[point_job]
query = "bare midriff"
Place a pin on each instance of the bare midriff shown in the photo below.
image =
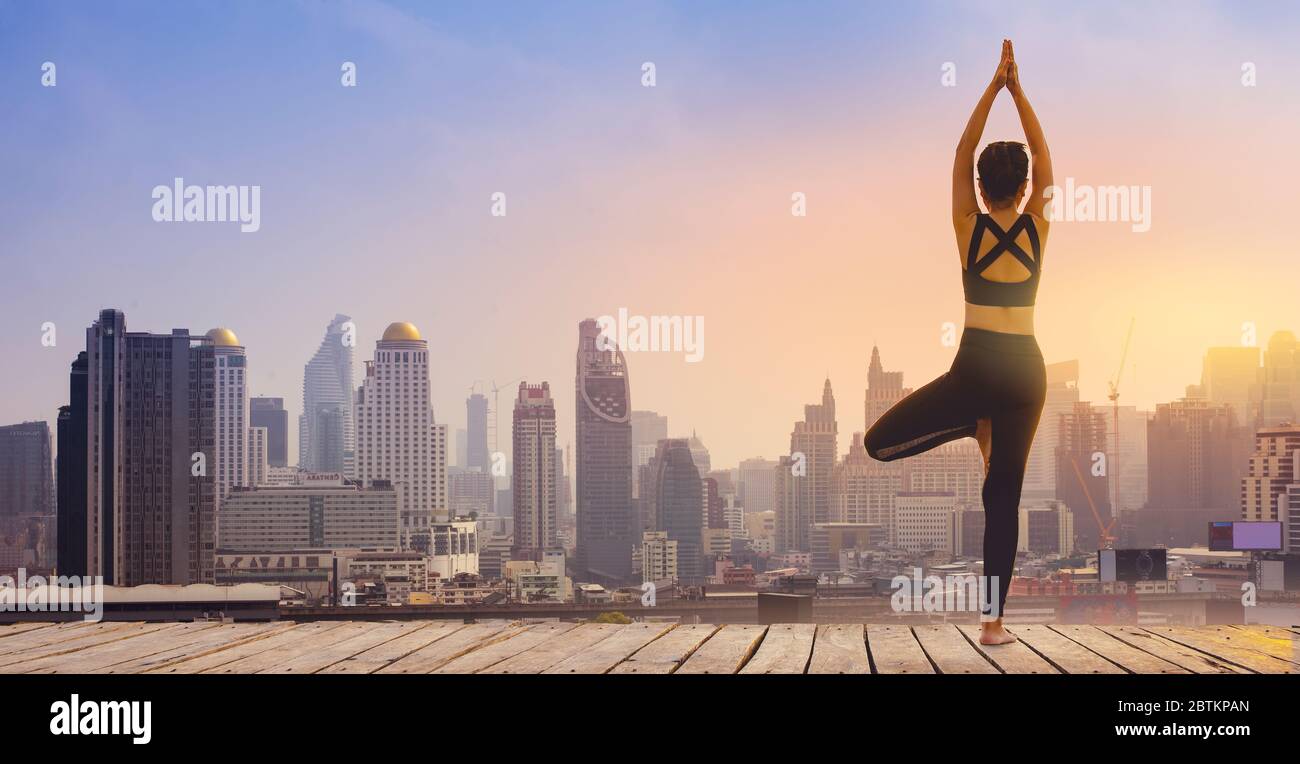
(1008, 320)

What you should do: Where an entry contains an image, leave the image out; otherwise retype everything exactly.

Output:
[point_job]
query = "bare midriff"
Place a pin on each instance of the bare midriff shown in the photo below.
image =
(1008, 320)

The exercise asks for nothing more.